Task details - A word-for-word copy of the line containing "sample for one instance: <point>140,5</point>, one" and every following line to the end of the data below is all the answer should hold.

Data shown -
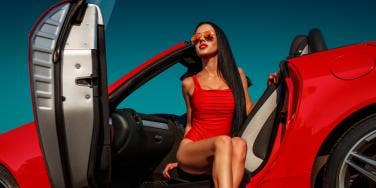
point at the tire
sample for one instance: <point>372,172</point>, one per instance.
<point>352,162</point>
<point>6,179</point>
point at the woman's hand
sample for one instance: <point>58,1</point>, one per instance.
<point>273,78</point>
<point>169,167</point>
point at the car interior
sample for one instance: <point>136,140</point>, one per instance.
<point>144,143</point>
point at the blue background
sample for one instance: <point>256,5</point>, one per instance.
<point>259,32</point>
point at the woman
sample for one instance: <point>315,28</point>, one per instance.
<point>217,102</point>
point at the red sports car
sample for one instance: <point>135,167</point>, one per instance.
<point>315,128</point>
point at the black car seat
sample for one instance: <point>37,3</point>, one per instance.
<point>303,44</point>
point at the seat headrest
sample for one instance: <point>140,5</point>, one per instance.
<point>316,41</point>
<point>298,46</point>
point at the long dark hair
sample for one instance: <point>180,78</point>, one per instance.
<point>228,70</point>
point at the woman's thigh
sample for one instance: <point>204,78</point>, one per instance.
<point>197,157</point>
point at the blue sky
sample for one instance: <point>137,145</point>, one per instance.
<point>260,34</point>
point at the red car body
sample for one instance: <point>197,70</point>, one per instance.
<point>325,91</point>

Task output -
sample for one instance: <point>140,5</point>, one per instance.
<point>316,41</point>
<point>298,46</point>
point at the long dark hair
sample for one instance: <point>180,78</point>, one per instance.
<point>228,70</point>
point at the woman's thigh
sample for one instance: <point>204,78</point>, one per instance.
<point>197,157</point>
point at the blue sky
sample for one instance: <point>137,145</point>, one per instance.
<point>260,34</point>
point at the red car body
sample for one instance: <point>197,70</point>, one per instance.
<point>325,91</point>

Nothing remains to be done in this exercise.